◆ Given text:
Segment Open
State education agency of Virginia

The Virginia Department of Education is the state education agency of the Commonwealth of Virginia. It is headquartered in the James Monroe Building in Richmond. The department is headed by the Secretary of Education (currently Jeffrey O. Smith), who is a member of the Virginia Governor's Cabinet, and the Superintendent of Public Instruction (currently Lisa Coons), a position that is also appointed by the Governor of Virginia. The Secretary of Education is responsible for heading the department and for overseeing Virginia's 16 public colleges and universities, the Virginia Community College System, the commonwealth's five higher education centers, and Virginia's public museums.

The Virginia Department of Education is organized into four divisions: Division of Budget, Finance, and Operations; Division of School Quality, Instruction, and Performance; Division of School Readiness; and the Department of Policy, Equity, and Communications. Communication by the agency is handled through news releases and memoranda from the Superintendent of Public Instruction.

==Educator licensure==
Within the public schools in Virginia, teachers and school administrators must be licensed by the Department.
Segment Closed
◆ Exercise requirements:
Print the section of the text on the Virginia Department of Education from "State education agency of Virginia" to "Virginia's public museums.", word for word.

◆ Data listing:
Segment Open
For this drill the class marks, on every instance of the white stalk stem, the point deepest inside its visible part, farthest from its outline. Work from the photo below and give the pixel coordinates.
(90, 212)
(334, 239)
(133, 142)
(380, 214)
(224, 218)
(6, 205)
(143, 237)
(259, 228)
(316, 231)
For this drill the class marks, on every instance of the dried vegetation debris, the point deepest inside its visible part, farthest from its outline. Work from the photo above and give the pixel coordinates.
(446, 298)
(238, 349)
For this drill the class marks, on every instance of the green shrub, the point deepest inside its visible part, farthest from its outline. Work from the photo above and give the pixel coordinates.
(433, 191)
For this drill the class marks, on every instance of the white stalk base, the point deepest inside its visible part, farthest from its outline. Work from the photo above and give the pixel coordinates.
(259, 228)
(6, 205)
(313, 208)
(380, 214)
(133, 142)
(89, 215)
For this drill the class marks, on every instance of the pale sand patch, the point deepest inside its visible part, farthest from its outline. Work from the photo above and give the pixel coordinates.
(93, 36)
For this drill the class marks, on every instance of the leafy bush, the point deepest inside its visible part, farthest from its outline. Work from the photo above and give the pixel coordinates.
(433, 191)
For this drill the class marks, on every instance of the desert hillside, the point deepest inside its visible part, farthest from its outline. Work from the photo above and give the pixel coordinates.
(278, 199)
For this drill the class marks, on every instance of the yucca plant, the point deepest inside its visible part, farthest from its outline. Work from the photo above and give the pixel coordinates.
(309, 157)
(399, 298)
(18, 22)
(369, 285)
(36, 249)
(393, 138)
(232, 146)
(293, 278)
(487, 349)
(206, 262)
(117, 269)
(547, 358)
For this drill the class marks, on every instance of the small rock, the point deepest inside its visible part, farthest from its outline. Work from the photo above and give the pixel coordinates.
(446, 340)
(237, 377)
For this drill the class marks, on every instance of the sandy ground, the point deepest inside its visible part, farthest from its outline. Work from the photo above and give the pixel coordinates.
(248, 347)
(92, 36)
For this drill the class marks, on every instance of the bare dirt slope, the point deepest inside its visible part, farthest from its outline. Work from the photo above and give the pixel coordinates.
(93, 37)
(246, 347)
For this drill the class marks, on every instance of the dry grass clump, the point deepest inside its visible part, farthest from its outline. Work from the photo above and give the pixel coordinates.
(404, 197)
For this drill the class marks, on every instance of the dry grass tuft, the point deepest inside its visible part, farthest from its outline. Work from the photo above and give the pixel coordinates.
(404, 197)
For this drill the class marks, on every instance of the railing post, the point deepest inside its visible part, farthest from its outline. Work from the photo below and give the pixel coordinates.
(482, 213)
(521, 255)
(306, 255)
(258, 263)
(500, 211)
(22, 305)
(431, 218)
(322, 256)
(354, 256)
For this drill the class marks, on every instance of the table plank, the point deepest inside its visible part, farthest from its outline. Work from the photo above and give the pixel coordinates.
Segment Closed
◆ Completed task:
State education agency of Virginia

The Virginia Department of Education is the state education agency of the Commonwealth of Virginia. It is headquartered in the James Monroe Building in Richmond. The department is headed by the Secretary of Education (currently Jeffrey O. Smith), who is a member of the Virginia Governor's Cabinet, and the Superintendent of Public Instruction (currently Lisa Coons), a position that is also appointed by the Governor of Virginia. The Secretary of Education is responsible for heading the department and for overseeing Virginia's 16 public colleges and universities, the Virginia Community College System, the commonwealth's five higher education centers, and Virginia's public museums.